### WHAT THE TASK REQUIRES
Your answer must consist of exactly the lines below, starting with the line with "rough mask: <svg" and going on through the line with "box: [8, 116, 97, 182]", and nothing else.

━━━━━ DATA UNDER STUDY

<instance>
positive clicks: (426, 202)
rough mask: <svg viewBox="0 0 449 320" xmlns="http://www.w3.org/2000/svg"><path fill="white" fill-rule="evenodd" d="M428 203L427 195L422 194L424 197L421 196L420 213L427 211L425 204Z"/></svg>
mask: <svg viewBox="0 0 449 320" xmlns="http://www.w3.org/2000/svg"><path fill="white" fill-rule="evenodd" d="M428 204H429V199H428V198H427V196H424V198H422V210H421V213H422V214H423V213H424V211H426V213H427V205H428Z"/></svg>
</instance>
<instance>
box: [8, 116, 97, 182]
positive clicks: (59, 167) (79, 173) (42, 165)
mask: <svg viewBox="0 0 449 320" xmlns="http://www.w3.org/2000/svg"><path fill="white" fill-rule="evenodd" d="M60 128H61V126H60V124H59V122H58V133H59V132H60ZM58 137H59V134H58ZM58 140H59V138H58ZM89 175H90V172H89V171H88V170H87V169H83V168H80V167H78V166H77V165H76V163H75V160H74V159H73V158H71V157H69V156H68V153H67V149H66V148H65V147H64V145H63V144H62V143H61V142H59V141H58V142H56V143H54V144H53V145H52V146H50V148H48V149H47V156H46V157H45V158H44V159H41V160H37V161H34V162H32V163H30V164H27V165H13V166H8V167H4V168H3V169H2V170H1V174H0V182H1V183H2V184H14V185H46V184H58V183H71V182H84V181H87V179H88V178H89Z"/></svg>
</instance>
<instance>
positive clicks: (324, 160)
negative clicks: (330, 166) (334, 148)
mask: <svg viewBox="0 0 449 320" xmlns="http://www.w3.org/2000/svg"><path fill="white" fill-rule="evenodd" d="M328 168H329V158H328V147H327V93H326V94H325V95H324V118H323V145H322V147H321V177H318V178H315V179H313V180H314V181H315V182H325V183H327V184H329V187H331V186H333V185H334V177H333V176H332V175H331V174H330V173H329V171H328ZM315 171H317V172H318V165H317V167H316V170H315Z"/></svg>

━━━━━━━━━━

### THE COMPLETED TASK
rough mask: <svg viewBox="0 0 449 320" xmlns="http://www.w3.org/2000/svg"><path fill="white" fill-rule="evenodd" d="M428 203L427 195L422 194L424 197L421 196L420 213L427 211L425 204Z"/></svg>
mask: <svg viewBox="0 0 449 320" xmlns="http://www.w3.org/2000/svg"><path fill="white" fill-rule="evenodd" d="M428 204H429V199H428V198H427V196H424V198H422V210H421V213H422V214H423V213H424V211H426V213H427V205H428Z"/></svg>
</instance>
<instance>
box: [8, 116, 97, 182]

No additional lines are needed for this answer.